Cette coopération régionale se développe aussi au sein de la Communauté du Pacifique, dont la France est membre fondateur avec les États-Unis, l'Australie et la Nouvelle-Zélande. La France contribue au budget de la Communauté du Pacifique à hauteur de 2,4 millions d'euros par an, dont 1,3 million au titre de sa contribution obligatoire et plus d'un million de contribution volontaire, auxquels s'ajoutent 370 000 euros du fonds Pacifique. Le siège de la Communauté du Pacifique (organisation internationale) se trouve sur le sol français, à Nouméa, ce qui renforce la place de notre pays, de nos 600 000 citoyens et de la francophonie dans la région.
Notre pays ne sait pas encore suffisamment utiliser le formidable instrument que constitue la langue française. Chaque fois que je voyage, notamment en Amérique Latine et en Caraïbe, je constate une formidable demande de français. J'ai rencontré de parfaits locuteurs du français, à Cuba, qui pleuraient pour déplorer le manque de moyens. Nous pouvons à un niveau sub-étatique, avec les collectivités, impulser une très belle politique et la langue française n'est pas connotée de façon colonialiste, ce qu'on ne sait pas suffisamment à Paris. En Afrique, la langue française est très demandée. Il faut mieux le faire comprendre et exploiter, au bon sens du terme, ce formidable instrument diplomatique.

> [QUESTIONS ET CONSIGNES]:
1) D'après le texte sur la France dans le Pacifique et la langue française, dans quelle ville se trouve le siège de la Communauté du Pacifique ?
2) Prolongez, s'il vous plaît, le texte sur la France dans le Pacifique et la langue française en partant de sa dernière phrase.

> [DONNÉES FOURNIES]:
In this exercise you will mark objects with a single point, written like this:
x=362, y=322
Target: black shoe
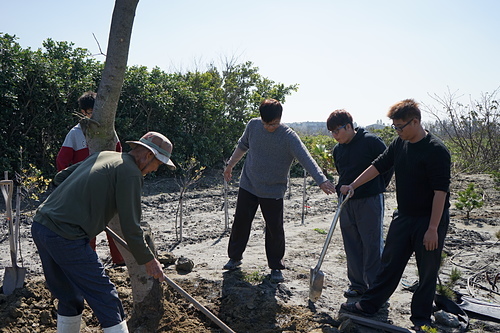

> [RÉPONSES AUX CONSIGNES]:
1) À Nouméa, sur le sol français.

2)
La France s'est dotée d'un outil de coopération à travers le fonds Pacifique, qui s'avère extrêmement utile dans l'aide aux projets innovants qui concernent au premier chef ces territoires du Pacifique. La biodiversité, les nouvelles énergies et le réchauffement climatique constituent des terrains de recherche prodigieux. Une grande partie de la soixantaine de projets cofinancés actuellement par le fonds Pacifique entre plusieurs États de la région et la Nouvelle-Calédonie, la Polynésie et Wallis et Futuna, a trait à la conservation de la biodiversité marine. C'est notamment le cas du projet CRISP de protection des coraux. Avec le savoir-faire français présent dans les instituts de recherche internationalement reconnus comme l'IRD, l'Institut Pasteur, le CNRS, l'Institut Louis Malardé, nous sommes en capacité de mener, en coopération avec les chercheurs et scientifiques de l'Australie, de la Nouvelle-Zélande et des pays environnants, les programmes qui s'imposeront demain pour la prévention des catastrophes, la préservation du milieu marin et la synthèse des bio-molécules. De tous ces champs d'investigation surgiront une nouvelle économie, des échanges plus équilibrés, une autre manière de voir le monde. Nos pays s'uniront, je l'espère, face aux risques systémiques que sont, pêle-mêle, le pillage des océans, la pollution, le bio-piratage ou encore l'élévation du niveau de la mer.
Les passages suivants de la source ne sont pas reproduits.